** MATERIAL SUPPLIED **
— START —

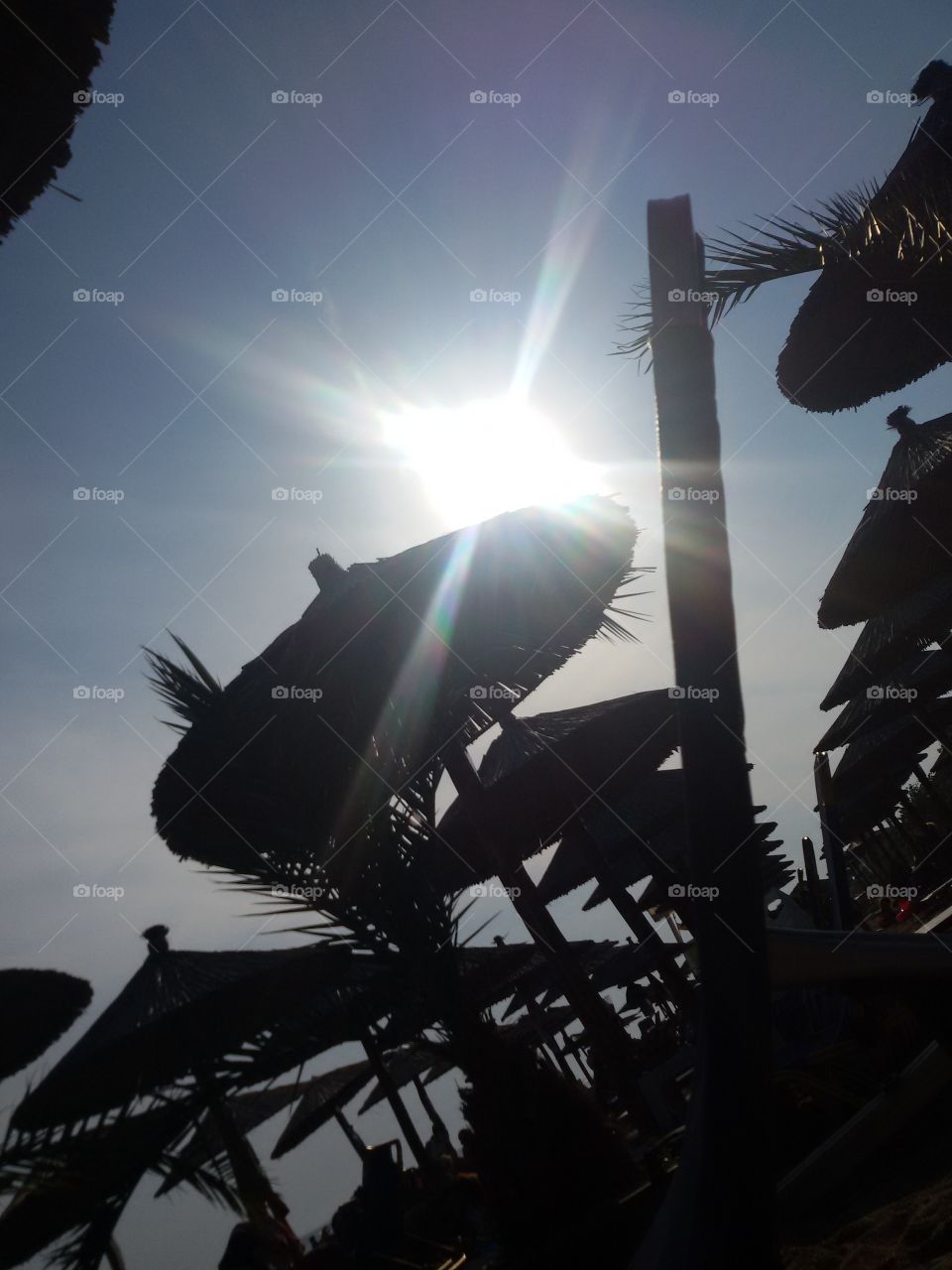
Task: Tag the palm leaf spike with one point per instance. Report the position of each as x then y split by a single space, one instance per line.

— END —
— START —

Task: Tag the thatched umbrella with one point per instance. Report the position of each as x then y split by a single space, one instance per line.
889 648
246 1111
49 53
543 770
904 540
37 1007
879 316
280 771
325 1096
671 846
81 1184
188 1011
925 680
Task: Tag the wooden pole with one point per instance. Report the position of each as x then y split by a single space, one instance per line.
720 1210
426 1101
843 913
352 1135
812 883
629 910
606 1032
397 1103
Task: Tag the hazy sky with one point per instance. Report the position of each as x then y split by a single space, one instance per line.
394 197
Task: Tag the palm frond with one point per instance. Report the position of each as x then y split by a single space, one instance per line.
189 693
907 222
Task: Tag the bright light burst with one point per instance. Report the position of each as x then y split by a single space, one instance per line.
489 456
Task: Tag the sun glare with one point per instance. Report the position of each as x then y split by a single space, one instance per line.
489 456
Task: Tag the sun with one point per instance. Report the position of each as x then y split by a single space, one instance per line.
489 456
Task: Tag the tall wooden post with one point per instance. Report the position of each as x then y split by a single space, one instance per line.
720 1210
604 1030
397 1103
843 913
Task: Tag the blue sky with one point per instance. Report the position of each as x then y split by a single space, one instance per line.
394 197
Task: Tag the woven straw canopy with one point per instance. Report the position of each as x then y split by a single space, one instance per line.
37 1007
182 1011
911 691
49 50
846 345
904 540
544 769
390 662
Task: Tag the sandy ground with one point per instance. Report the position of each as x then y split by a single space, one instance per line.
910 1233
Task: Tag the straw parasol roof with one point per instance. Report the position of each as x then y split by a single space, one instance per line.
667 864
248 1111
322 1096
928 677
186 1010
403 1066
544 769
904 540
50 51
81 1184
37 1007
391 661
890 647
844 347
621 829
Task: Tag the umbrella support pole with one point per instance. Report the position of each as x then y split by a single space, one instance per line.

— END —

** PROBLEM REQUIREMENTS **
Starting at the line containing "Task: Tag the sun with" and ending at the line containing "Task: Tag the umbrella", reproduce every line of those entries, changing nothing except that each x and y coordinate in the answers is increased by 86.

** PROBLEM SOLUTION **
Task: Tag the sun with one point per instance. Report the position of each as x then y split by a single space, one instance per line.
575 542
Task: Tag the tall wooden post with one point per instance. Report the position of each as x then y split by a single space, one instance per line.
806 1296
690 1116
483 1189
929 999
Task: Tag the blue sky with one point per instance. Report the position of each as x then y split by a single space, one instance per line.
480 283
Task: Tag the woven straw canopy with one point per instance. Report the position of each as x then y split by a single space, one instance per line.
123 1093
268 1097
997 777
135 136
932 431
990 626
630 855
476 748
Task: Tag the sandy ground with one point per instance. Report the position of each as x then y split by a single space, one instance per line.
996 1319
Task: Tag the straw parasol roof with one point per instance. Report the position of each as x then y split by a single space, one instance per line.
753 950
334 1197
408 1182
1014 763
272 1096
489 1152
630 855
990 626
136 137
167 1270
123 1093
477 747
976 733
930 433
707 915
Task: Tag the umbrella support pole with one point per instance. Report the position of each as x then y split by a single space, one instance per line.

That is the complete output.